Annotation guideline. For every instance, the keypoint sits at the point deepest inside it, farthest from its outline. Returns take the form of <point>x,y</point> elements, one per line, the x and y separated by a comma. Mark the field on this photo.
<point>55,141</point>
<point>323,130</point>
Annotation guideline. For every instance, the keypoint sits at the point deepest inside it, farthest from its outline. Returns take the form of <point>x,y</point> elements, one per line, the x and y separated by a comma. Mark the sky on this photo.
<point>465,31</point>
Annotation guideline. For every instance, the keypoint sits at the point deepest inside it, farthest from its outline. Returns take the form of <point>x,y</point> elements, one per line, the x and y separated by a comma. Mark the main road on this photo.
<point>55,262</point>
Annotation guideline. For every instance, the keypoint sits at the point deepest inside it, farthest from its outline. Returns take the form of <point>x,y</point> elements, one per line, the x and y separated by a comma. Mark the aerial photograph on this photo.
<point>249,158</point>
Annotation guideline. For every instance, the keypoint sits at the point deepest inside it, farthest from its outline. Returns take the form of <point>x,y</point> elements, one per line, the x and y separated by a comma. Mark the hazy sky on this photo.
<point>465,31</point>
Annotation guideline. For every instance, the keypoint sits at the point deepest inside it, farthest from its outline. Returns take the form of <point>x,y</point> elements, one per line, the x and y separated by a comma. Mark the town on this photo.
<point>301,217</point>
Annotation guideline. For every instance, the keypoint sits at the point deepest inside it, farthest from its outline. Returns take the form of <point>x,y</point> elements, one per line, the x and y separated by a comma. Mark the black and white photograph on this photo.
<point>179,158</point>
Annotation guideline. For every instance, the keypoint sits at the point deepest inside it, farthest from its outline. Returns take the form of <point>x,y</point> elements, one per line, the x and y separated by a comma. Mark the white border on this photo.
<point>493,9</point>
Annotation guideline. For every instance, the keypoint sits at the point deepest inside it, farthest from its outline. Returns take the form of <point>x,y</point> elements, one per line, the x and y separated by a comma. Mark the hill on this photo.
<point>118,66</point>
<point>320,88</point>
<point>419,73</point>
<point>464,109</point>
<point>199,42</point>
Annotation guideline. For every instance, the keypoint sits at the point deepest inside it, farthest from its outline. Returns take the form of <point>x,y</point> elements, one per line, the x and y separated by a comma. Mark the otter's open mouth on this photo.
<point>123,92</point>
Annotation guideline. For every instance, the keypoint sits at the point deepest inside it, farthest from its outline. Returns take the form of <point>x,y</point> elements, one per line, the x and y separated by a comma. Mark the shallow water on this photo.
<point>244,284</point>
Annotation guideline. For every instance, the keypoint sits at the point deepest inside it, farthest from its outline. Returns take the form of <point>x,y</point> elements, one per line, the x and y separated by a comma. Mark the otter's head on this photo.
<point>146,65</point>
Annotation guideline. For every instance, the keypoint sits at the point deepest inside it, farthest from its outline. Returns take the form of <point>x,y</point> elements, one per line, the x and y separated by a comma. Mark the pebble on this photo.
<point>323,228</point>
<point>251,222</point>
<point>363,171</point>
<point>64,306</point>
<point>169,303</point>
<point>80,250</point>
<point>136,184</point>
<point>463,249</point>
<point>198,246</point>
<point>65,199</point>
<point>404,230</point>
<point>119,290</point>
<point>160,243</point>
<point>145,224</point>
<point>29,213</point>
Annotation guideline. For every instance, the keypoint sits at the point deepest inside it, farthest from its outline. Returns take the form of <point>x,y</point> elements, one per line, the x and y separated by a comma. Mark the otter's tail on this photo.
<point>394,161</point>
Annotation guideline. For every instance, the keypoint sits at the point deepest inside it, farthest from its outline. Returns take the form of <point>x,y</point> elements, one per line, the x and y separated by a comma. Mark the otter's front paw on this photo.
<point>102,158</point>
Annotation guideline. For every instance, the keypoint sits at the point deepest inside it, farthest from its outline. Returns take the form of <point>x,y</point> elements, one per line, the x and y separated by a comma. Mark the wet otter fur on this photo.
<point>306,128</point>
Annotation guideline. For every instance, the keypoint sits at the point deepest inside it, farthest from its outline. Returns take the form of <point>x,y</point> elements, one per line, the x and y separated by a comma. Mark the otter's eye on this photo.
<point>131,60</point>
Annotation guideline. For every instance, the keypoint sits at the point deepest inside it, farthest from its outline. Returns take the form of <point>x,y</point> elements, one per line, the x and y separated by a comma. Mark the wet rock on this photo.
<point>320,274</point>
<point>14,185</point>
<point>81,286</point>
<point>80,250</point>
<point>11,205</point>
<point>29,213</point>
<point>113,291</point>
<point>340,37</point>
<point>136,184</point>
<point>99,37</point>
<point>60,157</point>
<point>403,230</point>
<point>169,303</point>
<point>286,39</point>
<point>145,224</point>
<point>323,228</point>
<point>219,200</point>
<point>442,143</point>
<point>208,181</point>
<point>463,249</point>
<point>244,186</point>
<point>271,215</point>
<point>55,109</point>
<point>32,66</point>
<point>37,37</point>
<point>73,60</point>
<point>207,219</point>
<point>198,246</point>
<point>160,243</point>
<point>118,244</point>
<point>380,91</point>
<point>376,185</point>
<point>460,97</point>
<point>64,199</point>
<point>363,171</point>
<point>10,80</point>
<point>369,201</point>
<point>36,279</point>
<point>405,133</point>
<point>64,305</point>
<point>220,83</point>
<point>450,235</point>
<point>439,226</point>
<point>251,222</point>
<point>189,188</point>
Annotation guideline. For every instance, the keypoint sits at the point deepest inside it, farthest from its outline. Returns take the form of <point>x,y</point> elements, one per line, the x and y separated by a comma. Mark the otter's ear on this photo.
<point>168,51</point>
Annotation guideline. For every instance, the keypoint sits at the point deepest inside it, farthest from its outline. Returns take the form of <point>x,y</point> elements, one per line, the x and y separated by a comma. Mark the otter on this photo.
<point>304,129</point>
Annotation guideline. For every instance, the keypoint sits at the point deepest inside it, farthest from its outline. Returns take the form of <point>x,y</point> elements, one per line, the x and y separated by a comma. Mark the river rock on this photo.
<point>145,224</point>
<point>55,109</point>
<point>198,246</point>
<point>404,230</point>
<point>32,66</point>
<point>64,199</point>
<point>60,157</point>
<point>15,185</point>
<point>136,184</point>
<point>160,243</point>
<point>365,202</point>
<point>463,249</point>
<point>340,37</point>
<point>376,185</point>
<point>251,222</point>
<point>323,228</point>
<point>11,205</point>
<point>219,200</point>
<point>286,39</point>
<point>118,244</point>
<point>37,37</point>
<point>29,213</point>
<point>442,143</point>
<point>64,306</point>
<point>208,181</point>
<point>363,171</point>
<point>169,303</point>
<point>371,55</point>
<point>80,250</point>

● ● ● ●

Directions: Every record above is to be written out exactly.

Problem solution:
Annotation guideline. For every instance, the keypoint sits at the point deepest inside it, farthest from its outline. Returns take the form of <point>x,y</point> elements, one per line, the x and y separated by a comma. Mark the field on this photo.
<point>55,141</point>
<point>323,130</point>
Annotation guideline. For every instance, the keypoint sits at the point deepest inside it, farthest from its outline. Returns take the form of <point>x,y</point> elements, one per line, the x and y separated by a comma. Mark the sky on this photo.
<point>465,31</point>
Annotation guideline. For every instance, the keypoint sits at the point deepest inside it, farthest from its outline. Returns take the form of <point>x,y</point> elements, one per line, the x and y separated by a comma. Mark the main road on this photo.
<point>55,262</point>
Annotation guideline. For every instance, the keypoint sits at the point deepest inside it, farthest from its outline. Returns take the form of <point>x,y</point> elements, one per line, the x and y separated by a comma. Mark the aerial photograph on this photo.
<point>249,158</point>
Annotation guideline. For every instance, the keypoint sits at the point deepest inside it, farthest from its outline. Returns take the form of <point>x,y</point> elements, one per line, the x and y separated by a comma. Mark the hazy sky on this photo.
<point>465,31</point>
Annotation guideline. For every instance, the keypoint sits at the point deepest inside it, farthest from its outline. Returns take the form of <point>x,y</point> elements, one per line, the x and y separated by a comma. Mark the town on this photo.
<point>301,217</point>
Annotation guideline. For every instance, the keypoint sits at the point deepest inside it, farthest from its outline. Returns take the form of <point>x,y</point> elements, one per line, the x and y separated by a comma. Mark the black and white photograph on this photo.
<point>179,158</point>
Annotation guideline. For every instance, the keypoint sits at the point deepest inside it, farthest from its outline. Returns take the form of <point>x,y</point> elements, one per line, the x and y separated by a comma. Mark the white border on this photo.
<point>493,9</point>
Annotation guideline. For every instance, the keypoint sits at the point deepest inside it, farthest from its outline. Returns take the form of <point>x,y</point> elements, one per line, the x and y separated by a comma. Mark the hill on this photo.
<point>118,66</point>
<point>320,88</point>
<point>419,73</point>
<point>464,109</point>
<point>199,42</point>
Annotation guideline. For every instance, the keypoint sits at the point deepest inside it, farthest from its outline. Returns take the form of <point>x,y</point> elements, one per line, the x and y separated by a comma. Mark the otter's open mouth on this photo.
<point>123,92</point>
Annotation guideline. For every instance, the keypoint sits at the point deepest inside it, farthest from its outline. Returns take the form of <point>x,y</point> elements, one per line, the x and y separated by a comma. Mark the shallow water on this photo.
<point>244,284</point>
Annotation guideline. For every instance, the keypoint sits at the point deepest inside it, farthest from its outline. Returns take the form of <point>x,y</point> elements, one per line, the x and y separated by a comma. Mark the otter's head on this photo.
<point>146,65</point>
Annotation guideline. For every instance, the keypoint sits at the point deepest inside it, farthest from its outline. Returns take the form of <point>x,y</point> elements, one per line, the x and y separated by a comma. Mark the pebble on this photo.
<point>323,228</point>
<point>251,222</point>
<point>363,171</point>
<point>64,306</point>
<point>169,303</point>
<point>80,250</point>
<point>136,184</point>
<point>463,249</point>
<point>198,246</point>
<point>65,199</point>
<point>404,230</point>
<point>119,290</point>
<point>160,243</point>
<point>145,224</point>
<point>29,213</point>
Annotation guideline. For every instance, the keypoint sits at the point deepest inside it, farthest from its outline. Returns take the form of <point>x,y</point> elements, one per line, the x and y separated by a comma. Mark the otter's tail on this photo.
<point>394,161</point>
Annotation guideline. For every instance, the keypoint sits at the point deepest inside it, farthest from its outline. Returns take the form of <point>x,y</point> elements, one per line, the x and y separated by a comma. Mark the otter's front paw on this photo.
<point>102,158</point>
Annotation guideline. For every instance, the keypoint sits at the point deepest inside it, farthest from its outline. Returns take the form of <point>x,y</point> elements, one per line, the x and y separated by a comma. Mark the wet otter fur on this photo.
<point>306,128</point>
Annotation guideline. For every instance, the keypoint sits at the point deepest inside it, farthest from its outline. Returns take the form of <point>x,y</point> elements, one per line, the x and y separated by a comma. Mark the otter's eye on this photo.
<point>131,60</point>
Annotation guideline. For every instance, the keypoint sits at the point deepest inside it, farthest from its outline. Returns take the form of <point>x,y</point> elements, one per line, the x and y separated by a comma. Mark the wet rock on this photo.
<point>320,274</point>
<point>14,185</point>
<point>81,286</point>
<point>80,250</point>
<point>11,205</point>
<point>29,213</point>
<point>113,291</point>
<point>340,37</point>
<point>136,184</point>
<point>99,37</point>
<point>60,157</point>
<point>403,230</point>
<point>169,303</point>
<point>286,39</point>
<point>145,224</point>
<point>323,228</point>
<point>219,200</point>
<point>442,143</point>
<point>208,181</point>
<point>463,249</point>
<point>244,186</point>
<point>271,215</point>
<point>55,109</point>
<point>32,66</point>
<point>37,37</point>
<point>73,60</point>
<point>207,219</point>
<point>198,246</point>
<point>160,243</point>
<point>118,244</point>
<point>380,91</point>
<point>376,185</point>
<point>460,97</point>
<point>64,199</point>
<point>363,171</point>
<point>10,80</point>
<point>369,201</point>
<point>36,279</point>
<point>405,133</point>
<point>64,305</point>
<point>220,83</point>
<point>450,235</point>
<point>439,226</point>
<point>251,222</point>
<point>189,188</point>
Annotation guideline. For every instance, the keypoint sits at the point deepest inside it, farthest from its outline. Returns take the form of <point>x,y</point> elements, one per line, the x and y separated by a comma. Mark the otter's ear on this photo.
<point>168,51</point>
Annotation guideline. For every instance, the keypoint sits at the point deepest inside it, farthest from its outline. Returns take the form of <point>x,y</point> elements, one per line, the x and y separated by a comma. Mark the otter on this photo.
<point>304,129</point>
Annotation guideline. For every instance, the keypoint sits at the point deepest inside it, farthest from its outline. Returns take the form of <point>x,y</point> elements, one per line, the x and y separated by a comma. Mark the river rock on this photo.
<point>145,224</point>
<point>55,109</point>
<point>198,246</point>
<point>404,230</point>
<point>32,66</point>
<point>64,199</point>
<point>60,157</point>
<point>15,185</point>
<point>136,184</point>
<point>160,243</point>
<point>365,202</point>
<point>463,249</point>
<point>340,37</point>
<point>376,185</point>
<point>251,222</point>
<point>323,228</point>
<point>11,205</point>
<point>219,200</point>
<point>286,39</point>
<point>118,244</point>
<point>37,37</point>
<point>29,213</point>
<point>442,143</point>
<point>64,306</point>
<point>208,181</point>
<point>363,171</point>
<point>169,303</point>
<point>371,55</point>
<point>80,250</point>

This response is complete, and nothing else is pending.